Assigned task 1:
Answer these questions about the list of confirmed murder victims:
(a) In what city was Lynn Ruth Connes last seen alive?
(b) What was the Highway Patrol officer looking into when he found Carmen Lorraine Colon's body?
(c) Near what site did Sharileea Patton's body wash ashore?
Assigned task 2:
Pick up the list of confirmed murder victims after its final entry and write what comes next.

Text for analysis:

------------

===Confirmed===
- 19-year-old Charlotte Cook was murdered in January 1974.
- On May 20, 1976, 20-year-old Lynn Ruth Connes was last seen alive in Berkeley, California. Naso strangled her, but did not rape her, and late at night he threw her body under a bridge in another city.
- 18-year-old Roxene Roggasch Ashby was found dead on January 10, 1977, her body dumped near Fairfax, California. She had been strangled. Police estimated she was killed less than a day before. Police suspected that Roggasch had worked as a sex worker, but her family denied this.
- October 9, 1977, murder of 19-year-old Pamela "Pam" Lambson, who disappeared after making a trip to Fisherman's Wharf to meet a man who had offered to photograph her.
- Carmen Lorraine Colon, 22-year-old, was found on August 13, 1978, along Carquinez Scenic Highway, a road between Crockett and Port Costa, just thirty miles from the first victim's body. A Highway Patrol officer investigating reports of a cattle shooting found a decomposing nude body that had been dumped. The body was later identified as Colon's.
- On April 1, 1979, 21-year-old Rebecca Jean Dunn went missing. She lived in Las Vegas, Nevada, until 1979, when she traveled to San Diego, California, with another woman and two men. The women planned to earn money from prostitution, and one of the men was to become their pimp.
- The body of Sharileea Patton, 56-year-old, washed ashore near the Naval Net Depot in Tiburon, California in January 1981. At the time of her death, she was a resident of the Bay Area looking for a job. Naso managed the residence where the woman used to live. He also took a photograph of the victim. He was considered the prime suspect by police in 1981 but gave the investigators only elusive answers and was not charged for the next thirty years.
- Sara Dylan, a 38-year-old Bob Dylan groupie (born Renee Shapiro, she later changed her name to that of the singer's former wife), was last seen on her way to a Dylan concert at the Warfield theater in San Francisco in May 1992. She was killed in or near Nevada County, California.

------------

(Stored items)
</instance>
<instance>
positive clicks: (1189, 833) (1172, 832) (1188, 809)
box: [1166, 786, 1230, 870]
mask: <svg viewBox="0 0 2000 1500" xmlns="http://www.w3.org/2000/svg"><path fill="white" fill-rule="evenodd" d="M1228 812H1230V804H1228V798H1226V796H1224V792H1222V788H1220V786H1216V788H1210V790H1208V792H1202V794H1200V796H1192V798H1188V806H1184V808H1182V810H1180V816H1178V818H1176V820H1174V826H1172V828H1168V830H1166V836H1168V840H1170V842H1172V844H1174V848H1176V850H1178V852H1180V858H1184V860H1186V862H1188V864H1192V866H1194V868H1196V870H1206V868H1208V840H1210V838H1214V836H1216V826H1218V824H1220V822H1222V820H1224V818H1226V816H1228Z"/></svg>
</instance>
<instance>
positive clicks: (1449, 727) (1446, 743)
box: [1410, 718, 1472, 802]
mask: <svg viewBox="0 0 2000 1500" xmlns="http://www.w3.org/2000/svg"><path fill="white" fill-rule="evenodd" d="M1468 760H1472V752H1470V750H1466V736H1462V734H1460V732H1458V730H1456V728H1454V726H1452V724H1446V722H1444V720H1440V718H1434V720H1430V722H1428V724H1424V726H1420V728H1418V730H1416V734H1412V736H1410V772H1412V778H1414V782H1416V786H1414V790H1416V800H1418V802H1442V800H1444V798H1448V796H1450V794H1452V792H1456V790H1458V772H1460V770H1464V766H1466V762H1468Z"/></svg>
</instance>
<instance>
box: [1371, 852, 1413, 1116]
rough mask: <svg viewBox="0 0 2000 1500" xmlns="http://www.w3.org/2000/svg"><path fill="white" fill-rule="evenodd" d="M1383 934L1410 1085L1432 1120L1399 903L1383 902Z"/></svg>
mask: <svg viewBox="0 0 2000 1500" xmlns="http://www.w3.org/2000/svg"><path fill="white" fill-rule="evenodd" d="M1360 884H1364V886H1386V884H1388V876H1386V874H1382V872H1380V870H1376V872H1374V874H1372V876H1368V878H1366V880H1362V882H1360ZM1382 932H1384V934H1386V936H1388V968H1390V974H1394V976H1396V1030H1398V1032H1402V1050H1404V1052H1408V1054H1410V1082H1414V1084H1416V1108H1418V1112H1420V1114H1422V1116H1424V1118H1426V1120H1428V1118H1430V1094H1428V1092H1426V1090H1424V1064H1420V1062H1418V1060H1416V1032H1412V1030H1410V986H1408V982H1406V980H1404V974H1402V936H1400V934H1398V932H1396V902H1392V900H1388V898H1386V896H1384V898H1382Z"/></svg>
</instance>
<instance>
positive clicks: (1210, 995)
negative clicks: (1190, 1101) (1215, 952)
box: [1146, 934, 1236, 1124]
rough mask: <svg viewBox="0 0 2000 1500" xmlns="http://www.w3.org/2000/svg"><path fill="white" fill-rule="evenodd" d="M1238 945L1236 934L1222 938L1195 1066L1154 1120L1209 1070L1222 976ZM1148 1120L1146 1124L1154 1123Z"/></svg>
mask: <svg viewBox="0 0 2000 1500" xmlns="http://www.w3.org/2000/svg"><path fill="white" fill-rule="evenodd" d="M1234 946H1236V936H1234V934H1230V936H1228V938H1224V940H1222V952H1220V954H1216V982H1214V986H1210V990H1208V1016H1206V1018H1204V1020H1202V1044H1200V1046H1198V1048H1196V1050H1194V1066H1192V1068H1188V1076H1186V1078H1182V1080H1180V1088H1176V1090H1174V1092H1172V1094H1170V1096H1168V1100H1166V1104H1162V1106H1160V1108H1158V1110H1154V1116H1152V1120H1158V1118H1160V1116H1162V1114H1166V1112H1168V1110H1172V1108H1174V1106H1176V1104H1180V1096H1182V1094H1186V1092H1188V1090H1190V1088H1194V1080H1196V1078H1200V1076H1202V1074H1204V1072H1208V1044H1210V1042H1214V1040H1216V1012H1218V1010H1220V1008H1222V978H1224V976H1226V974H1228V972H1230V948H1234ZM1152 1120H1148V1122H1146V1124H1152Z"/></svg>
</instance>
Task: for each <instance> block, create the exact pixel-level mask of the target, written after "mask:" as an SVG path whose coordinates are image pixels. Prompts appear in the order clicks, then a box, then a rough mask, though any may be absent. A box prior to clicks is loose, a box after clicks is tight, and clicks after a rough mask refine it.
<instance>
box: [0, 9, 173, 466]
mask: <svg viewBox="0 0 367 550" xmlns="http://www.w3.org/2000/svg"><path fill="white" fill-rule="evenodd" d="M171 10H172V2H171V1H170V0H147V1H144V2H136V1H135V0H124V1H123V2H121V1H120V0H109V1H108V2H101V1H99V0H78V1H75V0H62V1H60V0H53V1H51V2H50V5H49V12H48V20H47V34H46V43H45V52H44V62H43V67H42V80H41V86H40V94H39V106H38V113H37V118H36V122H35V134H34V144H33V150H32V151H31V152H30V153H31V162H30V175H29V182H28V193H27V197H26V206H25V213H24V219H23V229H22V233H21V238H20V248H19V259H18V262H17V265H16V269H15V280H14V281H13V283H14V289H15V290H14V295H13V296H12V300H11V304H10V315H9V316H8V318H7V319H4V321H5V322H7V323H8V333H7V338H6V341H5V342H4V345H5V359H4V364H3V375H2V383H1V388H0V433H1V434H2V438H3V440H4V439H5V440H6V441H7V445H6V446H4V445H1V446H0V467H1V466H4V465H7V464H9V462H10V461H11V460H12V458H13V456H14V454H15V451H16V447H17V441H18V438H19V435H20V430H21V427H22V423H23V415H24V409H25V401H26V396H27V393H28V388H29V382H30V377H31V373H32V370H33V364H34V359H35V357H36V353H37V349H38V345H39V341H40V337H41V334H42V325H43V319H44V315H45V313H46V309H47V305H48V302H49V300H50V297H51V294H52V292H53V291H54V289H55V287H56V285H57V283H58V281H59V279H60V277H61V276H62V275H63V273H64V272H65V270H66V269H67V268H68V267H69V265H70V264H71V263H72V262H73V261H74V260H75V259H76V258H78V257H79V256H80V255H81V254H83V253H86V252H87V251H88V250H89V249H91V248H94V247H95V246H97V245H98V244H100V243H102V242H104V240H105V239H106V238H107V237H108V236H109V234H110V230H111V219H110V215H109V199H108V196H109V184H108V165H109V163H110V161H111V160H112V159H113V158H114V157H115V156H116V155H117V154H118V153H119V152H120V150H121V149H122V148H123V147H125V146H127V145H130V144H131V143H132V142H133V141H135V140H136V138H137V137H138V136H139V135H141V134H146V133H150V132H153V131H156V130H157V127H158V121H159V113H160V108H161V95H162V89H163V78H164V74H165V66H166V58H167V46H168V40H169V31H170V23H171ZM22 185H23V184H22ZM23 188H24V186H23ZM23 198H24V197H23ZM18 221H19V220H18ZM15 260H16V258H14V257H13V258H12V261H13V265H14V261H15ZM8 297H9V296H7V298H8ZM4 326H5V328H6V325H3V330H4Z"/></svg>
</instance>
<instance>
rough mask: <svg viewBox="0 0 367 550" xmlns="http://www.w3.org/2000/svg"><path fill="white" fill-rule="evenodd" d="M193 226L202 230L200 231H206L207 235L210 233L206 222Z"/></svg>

------------

Response box 1:
(a) Berkeley, California
(b) Reports of a cattle shooting
(c) The Naval Net Depot in Tiburon, California

Response box 2:
- On September 19, 1993, the body of 38-year-old Pamela Ruth Parsons, a waitress, was found in Yuba County, California. Parsons worked near Cooper Avenue in Yuba City, where Naso lived at that time.
- 31-year-old Tracy Lynn Tafoya was found dead on August 14, 1994, also in Yuba County. The killer drugged, raped, and strangled her and left the body near Marysville Cemetery. It has been estimated that a week passed before the body was found.

===Suspected===
- On January 24, 1983, a gardener found a headless and partly decomposed body of an adult woman in Foss Creek behind Simi Winery in Healdsburg, California. Investigators later found a head during a search of the area. On April 28, 2011, her remains were exhumed to extract DNA. However, an identification has not been made and she is known only as the Sonoma County Jane Doe. Links between the victim and Naso were investigated because authorities found a "rape diary" belonging to Naso and one of the entries mentioned a "girl in Healdsburg."
- The police suspect Joseph Naso of a murder that occurred in 1987 and they are trying to close the case.
- Naso was also a person of interest in the unsolved Rochester, New York Alphabet murders case as four of his victims bore double initials, just as four of his California murder victims, and Naso was a New York native who had lived in Rochester during the early 1970s. One of the Rochester victims was named Carmen Colon, the same name as one of Naso's California victims. DNA testing has confirmed Naso's DNA is not a match to the semen samples recovered from the body of victim Wanda Walkowicz.

== Arrest, trial and conviction ==
Nevada parole and probation authorities arrested Naso in April 2010. While searching his home, authorities discovered a handwritten diary in which Naso listed ten unnamed women with geographical locations. The diary excerpts showed how Naso stalked and sexually assaulted his victims and then photographed them in sexual poses alongside mannequin parts. On April 11, 2011, he was charged with the murders of Roggasch Ashby, Colon, Parsons, and Tafoya. The police listed all four victims as prostitutes. Later, prosecutors Dori Ahana and Rosemary Sloat introduced evidence identifying Patton and Dylan. On August 20, 2013, Naso was convicted by a Marin County jury of the murders. On November 22, 2013, a Marin County judge sentenced him to death for the murders.